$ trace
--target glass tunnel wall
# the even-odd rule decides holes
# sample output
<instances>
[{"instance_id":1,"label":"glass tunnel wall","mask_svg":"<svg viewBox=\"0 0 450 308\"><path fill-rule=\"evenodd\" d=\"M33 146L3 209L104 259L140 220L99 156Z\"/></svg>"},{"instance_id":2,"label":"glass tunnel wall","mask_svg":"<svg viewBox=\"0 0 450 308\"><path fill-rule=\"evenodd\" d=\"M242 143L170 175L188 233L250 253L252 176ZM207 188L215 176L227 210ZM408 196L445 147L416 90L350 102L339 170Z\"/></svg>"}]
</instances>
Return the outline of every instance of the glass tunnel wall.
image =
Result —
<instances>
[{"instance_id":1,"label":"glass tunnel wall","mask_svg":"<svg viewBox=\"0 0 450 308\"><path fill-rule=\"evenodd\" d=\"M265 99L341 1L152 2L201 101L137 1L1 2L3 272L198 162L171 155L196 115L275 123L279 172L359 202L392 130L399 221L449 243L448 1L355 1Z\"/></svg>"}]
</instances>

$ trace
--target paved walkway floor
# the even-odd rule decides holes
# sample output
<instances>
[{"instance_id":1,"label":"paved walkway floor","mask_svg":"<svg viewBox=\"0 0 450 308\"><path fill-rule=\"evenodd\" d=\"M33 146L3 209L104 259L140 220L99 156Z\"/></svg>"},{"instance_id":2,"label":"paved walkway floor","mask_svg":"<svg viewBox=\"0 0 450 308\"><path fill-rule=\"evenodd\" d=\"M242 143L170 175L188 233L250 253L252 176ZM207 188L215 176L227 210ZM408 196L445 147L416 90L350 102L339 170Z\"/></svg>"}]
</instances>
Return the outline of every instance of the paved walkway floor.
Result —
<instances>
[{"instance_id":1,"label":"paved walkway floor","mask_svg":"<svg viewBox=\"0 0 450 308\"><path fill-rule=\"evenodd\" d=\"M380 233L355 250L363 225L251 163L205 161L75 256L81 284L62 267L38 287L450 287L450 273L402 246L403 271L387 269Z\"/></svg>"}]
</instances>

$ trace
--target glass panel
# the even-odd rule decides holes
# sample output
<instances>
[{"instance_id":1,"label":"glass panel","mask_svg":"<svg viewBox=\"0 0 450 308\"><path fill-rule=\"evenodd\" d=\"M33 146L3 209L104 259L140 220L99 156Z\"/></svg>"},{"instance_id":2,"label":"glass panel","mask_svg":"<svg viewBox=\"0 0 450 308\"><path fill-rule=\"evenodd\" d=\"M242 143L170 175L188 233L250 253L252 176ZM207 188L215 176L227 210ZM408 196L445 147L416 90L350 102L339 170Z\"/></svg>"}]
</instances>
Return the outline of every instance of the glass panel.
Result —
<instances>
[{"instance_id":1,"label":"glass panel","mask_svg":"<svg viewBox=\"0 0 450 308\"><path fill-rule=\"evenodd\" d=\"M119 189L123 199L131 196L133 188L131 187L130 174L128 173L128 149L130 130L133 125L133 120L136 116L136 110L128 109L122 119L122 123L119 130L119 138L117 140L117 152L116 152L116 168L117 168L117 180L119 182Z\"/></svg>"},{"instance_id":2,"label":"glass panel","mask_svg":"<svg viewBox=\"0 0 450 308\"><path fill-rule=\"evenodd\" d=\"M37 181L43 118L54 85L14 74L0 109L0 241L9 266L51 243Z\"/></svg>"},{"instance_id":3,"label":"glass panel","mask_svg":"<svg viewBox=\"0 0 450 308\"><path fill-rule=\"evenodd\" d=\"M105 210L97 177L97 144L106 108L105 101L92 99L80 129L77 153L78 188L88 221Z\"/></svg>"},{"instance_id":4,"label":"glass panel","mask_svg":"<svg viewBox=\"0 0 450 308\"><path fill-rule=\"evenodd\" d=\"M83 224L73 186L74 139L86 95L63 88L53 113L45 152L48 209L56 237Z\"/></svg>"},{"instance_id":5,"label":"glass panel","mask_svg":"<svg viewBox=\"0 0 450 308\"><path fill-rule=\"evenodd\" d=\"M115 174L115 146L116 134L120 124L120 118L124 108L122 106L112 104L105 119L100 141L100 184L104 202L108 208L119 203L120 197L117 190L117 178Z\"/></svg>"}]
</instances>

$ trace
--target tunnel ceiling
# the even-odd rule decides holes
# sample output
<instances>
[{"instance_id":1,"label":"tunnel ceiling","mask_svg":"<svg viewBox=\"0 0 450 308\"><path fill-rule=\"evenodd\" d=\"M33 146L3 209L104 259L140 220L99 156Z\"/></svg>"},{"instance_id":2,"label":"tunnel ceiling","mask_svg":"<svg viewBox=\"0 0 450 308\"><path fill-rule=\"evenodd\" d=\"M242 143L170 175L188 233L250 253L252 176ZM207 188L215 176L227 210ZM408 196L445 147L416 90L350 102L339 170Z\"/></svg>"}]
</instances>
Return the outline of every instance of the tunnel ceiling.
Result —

════════════════════

REQUIREMENT
Locate every line in the material above that contains the word "Return" and copy each of those lines out in full.

WRITTEN ANSWER
Return the outline of every instance of the glass tunnel wall.
Return the outline of every instance of the paved walkway floor.
Return the outline of every instance of the glass panel.
Return the outline of every instance of the tunnel ceiling.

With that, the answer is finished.